### [Data]
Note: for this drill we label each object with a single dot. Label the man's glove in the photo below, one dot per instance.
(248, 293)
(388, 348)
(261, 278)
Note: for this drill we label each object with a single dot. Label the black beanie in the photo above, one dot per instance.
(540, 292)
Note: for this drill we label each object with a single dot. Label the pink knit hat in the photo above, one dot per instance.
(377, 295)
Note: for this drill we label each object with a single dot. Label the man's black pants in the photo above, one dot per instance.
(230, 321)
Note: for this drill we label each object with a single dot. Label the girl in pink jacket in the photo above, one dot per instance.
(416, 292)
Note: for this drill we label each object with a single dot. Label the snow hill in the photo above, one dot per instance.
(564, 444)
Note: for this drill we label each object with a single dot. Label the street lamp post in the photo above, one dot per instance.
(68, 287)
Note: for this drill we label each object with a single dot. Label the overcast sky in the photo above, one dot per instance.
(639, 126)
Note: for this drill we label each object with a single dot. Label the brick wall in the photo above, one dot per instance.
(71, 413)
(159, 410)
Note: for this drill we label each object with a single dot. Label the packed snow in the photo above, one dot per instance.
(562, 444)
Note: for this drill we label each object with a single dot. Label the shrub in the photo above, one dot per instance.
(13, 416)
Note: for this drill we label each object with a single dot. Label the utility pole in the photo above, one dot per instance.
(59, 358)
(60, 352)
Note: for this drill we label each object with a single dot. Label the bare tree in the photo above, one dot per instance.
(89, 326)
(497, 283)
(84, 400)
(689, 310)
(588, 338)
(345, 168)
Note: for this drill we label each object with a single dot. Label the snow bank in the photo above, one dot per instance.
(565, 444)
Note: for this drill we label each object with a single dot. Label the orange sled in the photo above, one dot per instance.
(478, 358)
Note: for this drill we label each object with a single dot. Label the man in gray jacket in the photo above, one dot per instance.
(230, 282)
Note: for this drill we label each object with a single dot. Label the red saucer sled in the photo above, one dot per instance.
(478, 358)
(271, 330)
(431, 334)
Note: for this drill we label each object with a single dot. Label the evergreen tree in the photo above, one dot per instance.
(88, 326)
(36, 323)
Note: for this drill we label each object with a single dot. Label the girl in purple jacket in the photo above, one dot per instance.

### [Set task]
Copy out all of the records again, swapping every "single dot" for "single point" and leaving the rest unchanged.

### [Final result]
Note: for this drill we label each object with a single point. Label the man's glove in the photo below, one dot per instance.
(248, 293)
(388, 348)
(261, 278)
Note: for this drill we label each object with a single point. Label the black beanie in the photo above, one dot per instance.
(540, 292)
Note: for this drill we label each object with a single point. Label the pink knit hat in the photo above, one dot per instance.
(377, 295)
Note: for this drill we label each object with a single point. Label the man's black pants in the photo above, one dot per instance.
(230, 321)
Note: for this drill we label each object with a single point. Label the girl in pink jacket in the photo above, one dot per instance.
(416, 292)
Note: for this drill we label each object with a single point. Label the snow hill in the photo above, one dot per instance.
(564, 444)
Note: for this drill we label each object with a single point. Label the street lamp post in the photo above, one dot per instance.
(68, 287)
Note: for this drill we label each object with a single point. Label the overcast sky in the photo above, one dot per instance.
(639, 126)
Note: for this drill we label each object with a single point. Label the brick wall in the photo above, one dot per instance.
(71, 413)
(159, 410)
Note: for this drill we label each object with a single point. Label the packed snow in the photo above, one dot per instance.
(562, 444)
Note: for this drill we label each object with a single point. Label the shrub in the photo above, one dot per instance.
(13, 416)
Note: for this drill we label each object with a single point. Label the utility pole in the photo above, one dot per instance.
(59, 358)
(60, 352)
Note: for this drill we label each object with a single point. Label the bare tree in the photo above, one dot per instance.
(89, 326)
(497, 283)
(84, 400)
(689, 310)
(588, 338)
(345, 168)
Note: for this drill we label each object with a single point. Label the snow bank in the photo above, one dot per instance.
(565, 444)
Note: for this drill we label each object with a single point. Label the orange sled in the photo above, one dot per instance.
(478, 358)
Note: for this drill we label each object with a single point. Label the man in gray jacket in the photo above, one dot per instance.
(230, 282)
Note: for this drill we label each object with a single point. Label the red saucer sled in the photo above, one dot per instance.
(478, 358)
(271, 330)
(431, 334)
Note: for this drill we label each object with a single point. Label the evergreen tree in the photo above, one dot per instance.
(88, 326)
(36, 323)
Note: for this drill we label each object with a single point. Label the girl in purple jacket in the photo above, one dot per instance.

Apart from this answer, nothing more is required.